▸ KUTIPAN TEKS
Seni Bertauhid Imam al-Junaidi al-Baghdadi
Imam al-Junaid Al-Baghdadi memiliki nama asli Abu al-Qasim al-Junaid bin Muhammad bin al-Junaid al-Khazzaz al-Qawariri. Ia lahir di Baghdad.
Para ulama menyatakan pendapat berbeda tentang tahun kelahirannya. Beberapa ada yang menyatakan tahun 215 Hijriyyah, dan tahun 210 Hijriyyah menurut pendapat lainnya.
Ia tumbuh dan berkembang di Baghdad. Ia keturunan dari warga Nihawand, asal nenek moyangnya. Kota Nihawand merupakan daerah pegunungan yang keras, salah satu daerah di Provinsi Jibal, Persia.
Sepeninggal ayahnya ia tinggal dan sesekali belajar kepada pamannya, Sari as-Saqati. Imam al-Junaid menempuh pendidikan di berbagai tempat.
Awalnya ia belajar fikih dan hadits kepada pamannya, kemudian ia pergi merantau untuk mendalami ilmu fikih dan hadits di Majlis al-Harits al-Muhasibi. Setelah meguasai bidang ini, ia mengamalkannya dengan cara tekun beribadah. Melalui pengalaman itulah, lamat-lamat ia mulai mengenal dan mendapat pengetahuan tentang tasawuf.

▸ BAHAN
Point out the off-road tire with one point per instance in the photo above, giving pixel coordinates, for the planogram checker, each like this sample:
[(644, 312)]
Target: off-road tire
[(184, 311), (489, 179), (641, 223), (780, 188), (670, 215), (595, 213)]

▸ TUGAS
Salin bagian teks tentang Imam al-Junaid mulai dari "Seni Bertauhid Imam" sampai dengan "di berbagai tempat.".

▸ JAWABAN
Seni Bertauhid Imam al-Junaidi al-Baghdadi
Imam al-Junaid Al-Baghdadi memiliki nama asli Abu al-Qasim al-Junaid bin Muhammad bin al-Junaid al-Khazzaz al-Qawariri. Ia lahir di Baghdad.
Para ulama menyatakan pendapat berbeda tentang tahun kelahirannya. Beberapa ada yang menyatakan tahun 215 Hijriyyah, dan tahun 210 Hijriyyah menurut pendapat lainnya.
Ia tumbuh dan berkembang di Baghdad. Ia keturunan dari warga Nihawand, asal nenek moyangnya. Kota Nihawand merupakan daerah pegunungan yang keras, salah satu daerah di Provinsi Jibal, Persia.
Sepeninggal ayahnya ia tinggal dan sesekali belajar kepada pamannya, Sari as-Saqati. Imam al-Junaid menempuh pendidikan di berbagai tempat.